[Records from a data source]
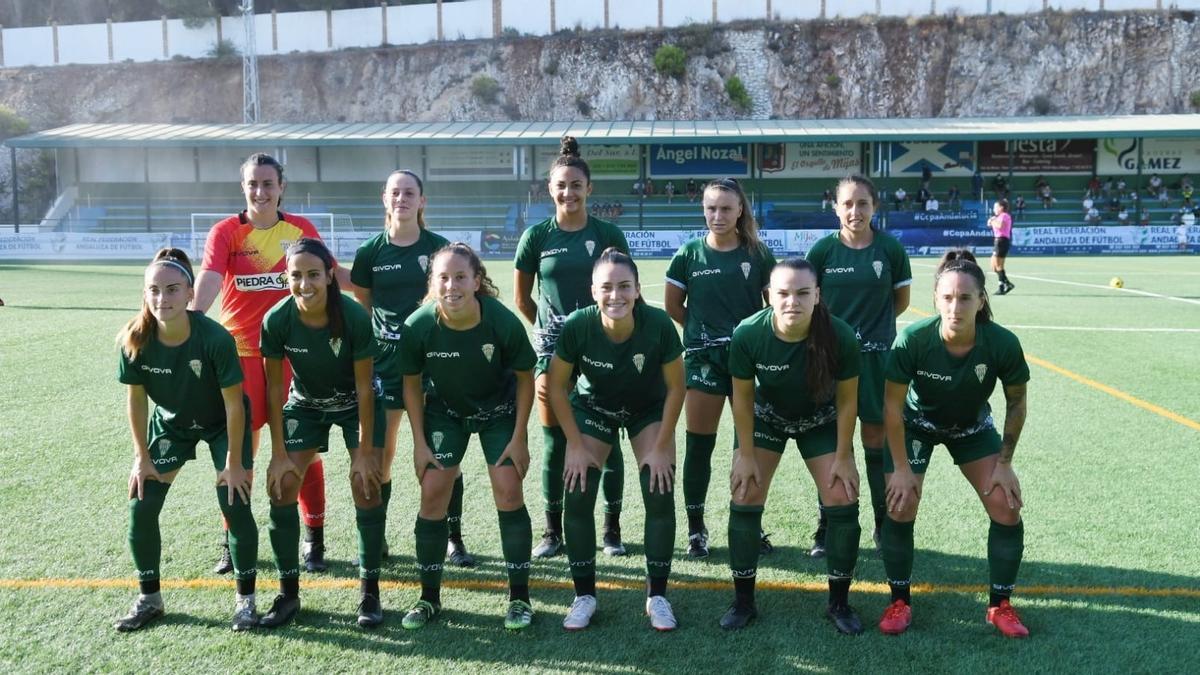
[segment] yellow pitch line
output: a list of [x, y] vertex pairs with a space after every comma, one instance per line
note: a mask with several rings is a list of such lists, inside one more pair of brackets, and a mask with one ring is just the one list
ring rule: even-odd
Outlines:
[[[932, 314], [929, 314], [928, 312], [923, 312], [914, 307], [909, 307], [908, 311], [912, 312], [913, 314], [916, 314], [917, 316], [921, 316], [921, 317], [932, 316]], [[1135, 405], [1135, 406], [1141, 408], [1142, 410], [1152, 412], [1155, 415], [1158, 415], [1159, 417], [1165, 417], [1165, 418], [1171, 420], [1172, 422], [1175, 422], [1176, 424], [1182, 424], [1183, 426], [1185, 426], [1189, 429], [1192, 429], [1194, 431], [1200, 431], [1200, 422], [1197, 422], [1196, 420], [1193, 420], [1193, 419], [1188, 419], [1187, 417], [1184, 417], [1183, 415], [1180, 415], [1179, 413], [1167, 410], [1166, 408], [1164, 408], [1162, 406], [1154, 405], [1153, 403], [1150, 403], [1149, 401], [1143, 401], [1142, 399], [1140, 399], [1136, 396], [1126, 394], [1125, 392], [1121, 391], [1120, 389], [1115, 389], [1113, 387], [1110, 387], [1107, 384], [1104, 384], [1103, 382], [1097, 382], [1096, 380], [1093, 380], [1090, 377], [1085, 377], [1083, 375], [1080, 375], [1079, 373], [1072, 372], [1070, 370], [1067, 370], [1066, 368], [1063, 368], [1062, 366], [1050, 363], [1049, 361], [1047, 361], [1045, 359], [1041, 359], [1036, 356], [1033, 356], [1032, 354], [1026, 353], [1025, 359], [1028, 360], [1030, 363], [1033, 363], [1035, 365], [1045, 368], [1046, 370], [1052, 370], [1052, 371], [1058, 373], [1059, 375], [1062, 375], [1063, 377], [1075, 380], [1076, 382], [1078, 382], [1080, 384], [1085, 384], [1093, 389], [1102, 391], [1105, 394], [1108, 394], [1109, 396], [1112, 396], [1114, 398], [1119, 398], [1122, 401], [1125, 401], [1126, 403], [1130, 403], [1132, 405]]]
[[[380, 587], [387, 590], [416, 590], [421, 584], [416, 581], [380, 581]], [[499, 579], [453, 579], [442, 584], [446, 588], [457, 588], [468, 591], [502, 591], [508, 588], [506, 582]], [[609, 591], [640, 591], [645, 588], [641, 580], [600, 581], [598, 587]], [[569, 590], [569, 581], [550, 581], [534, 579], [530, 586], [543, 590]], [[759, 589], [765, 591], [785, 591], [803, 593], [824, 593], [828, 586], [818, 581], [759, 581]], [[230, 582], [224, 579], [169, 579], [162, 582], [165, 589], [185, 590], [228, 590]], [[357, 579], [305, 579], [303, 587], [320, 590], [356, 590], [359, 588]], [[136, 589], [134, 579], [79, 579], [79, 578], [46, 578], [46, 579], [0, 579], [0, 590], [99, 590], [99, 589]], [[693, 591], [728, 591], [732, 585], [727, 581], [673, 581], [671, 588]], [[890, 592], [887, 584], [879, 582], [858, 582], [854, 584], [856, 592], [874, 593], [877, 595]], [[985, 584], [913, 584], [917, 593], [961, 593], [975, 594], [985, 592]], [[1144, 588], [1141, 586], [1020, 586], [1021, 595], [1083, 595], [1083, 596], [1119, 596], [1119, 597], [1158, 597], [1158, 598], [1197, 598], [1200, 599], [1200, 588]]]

==

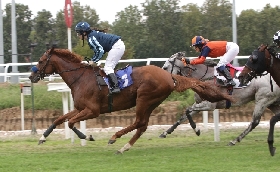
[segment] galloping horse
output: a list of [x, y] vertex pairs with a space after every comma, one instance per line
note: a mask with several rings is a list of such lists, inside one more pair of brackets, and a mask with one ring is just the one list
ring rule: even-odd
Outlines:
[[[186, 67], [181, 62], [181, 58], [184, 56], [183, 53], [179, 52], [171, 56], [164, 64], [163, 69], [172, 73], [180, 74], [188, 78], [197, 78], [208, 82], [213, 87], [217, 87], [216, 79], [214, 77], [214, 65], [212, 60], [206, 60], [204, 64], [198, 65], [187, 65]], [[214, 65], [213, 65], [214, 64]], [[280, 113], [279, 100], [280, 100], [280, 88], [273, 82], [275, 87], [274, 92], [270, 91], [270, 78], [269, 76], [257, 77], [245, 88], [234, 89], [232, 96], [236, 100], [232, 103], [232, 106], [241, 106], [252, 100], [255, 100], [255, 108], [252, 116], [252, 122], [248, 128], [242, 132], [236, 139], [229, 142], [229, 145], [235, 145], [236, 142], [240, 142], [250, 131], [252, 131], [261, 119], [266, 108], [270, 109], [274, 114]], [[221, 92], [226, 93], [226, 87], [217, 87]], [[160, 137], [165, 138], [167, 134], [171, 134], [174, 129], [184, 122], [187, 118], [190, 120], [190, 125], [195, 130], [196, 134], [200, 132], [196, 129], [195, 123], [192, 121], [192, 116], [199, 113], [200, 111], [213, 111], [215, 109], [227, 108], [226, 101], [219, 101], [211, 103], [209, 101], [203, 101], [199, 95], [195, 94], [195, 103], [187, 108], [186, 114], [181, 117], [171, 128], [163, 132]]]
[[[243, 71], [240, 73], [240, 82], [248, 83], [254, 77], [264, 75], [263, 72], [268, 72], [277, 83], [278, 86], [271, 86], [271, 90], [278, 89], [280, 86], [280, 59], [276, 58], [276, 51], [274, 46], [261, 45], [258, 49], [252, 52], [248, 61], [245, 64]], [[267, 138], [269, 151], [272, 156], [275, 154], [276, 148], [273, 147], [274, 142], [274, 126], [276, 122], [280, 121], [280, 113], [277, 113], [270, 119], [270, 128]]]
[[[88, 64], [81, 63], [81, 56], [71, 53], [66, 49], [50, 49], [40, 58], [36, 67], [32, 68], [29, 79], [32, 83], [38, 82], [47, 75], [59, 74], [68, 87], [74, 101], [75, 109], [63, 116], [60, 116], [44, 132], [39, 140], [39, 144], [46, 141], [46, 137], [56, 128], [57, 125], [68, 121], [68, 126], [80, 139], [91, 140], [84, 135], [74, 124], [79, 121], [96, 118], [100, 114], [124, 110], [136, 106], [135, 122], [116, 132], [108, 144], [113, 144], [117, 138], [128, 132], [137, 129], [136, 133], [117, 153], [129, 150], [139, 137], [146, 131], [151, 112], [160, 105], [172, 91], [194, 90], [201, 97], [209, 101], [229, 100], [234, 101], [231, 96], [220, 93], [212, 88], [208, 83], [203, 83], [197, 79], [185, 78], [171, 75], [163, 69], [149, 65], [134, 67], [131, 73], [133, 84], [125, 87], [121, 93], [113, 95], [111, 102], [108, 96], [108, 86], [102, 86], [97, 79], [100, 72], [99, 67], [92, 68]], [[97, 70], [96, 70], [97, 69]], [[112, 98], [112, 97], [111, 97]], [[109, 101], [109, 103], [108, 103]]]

INSTRUCTIONS TO FOLLOW:
Going through the data above, return each line with the word "segment".

EXERCISE RESULT:
[segment] yellow pitch line
[segment] galloping horse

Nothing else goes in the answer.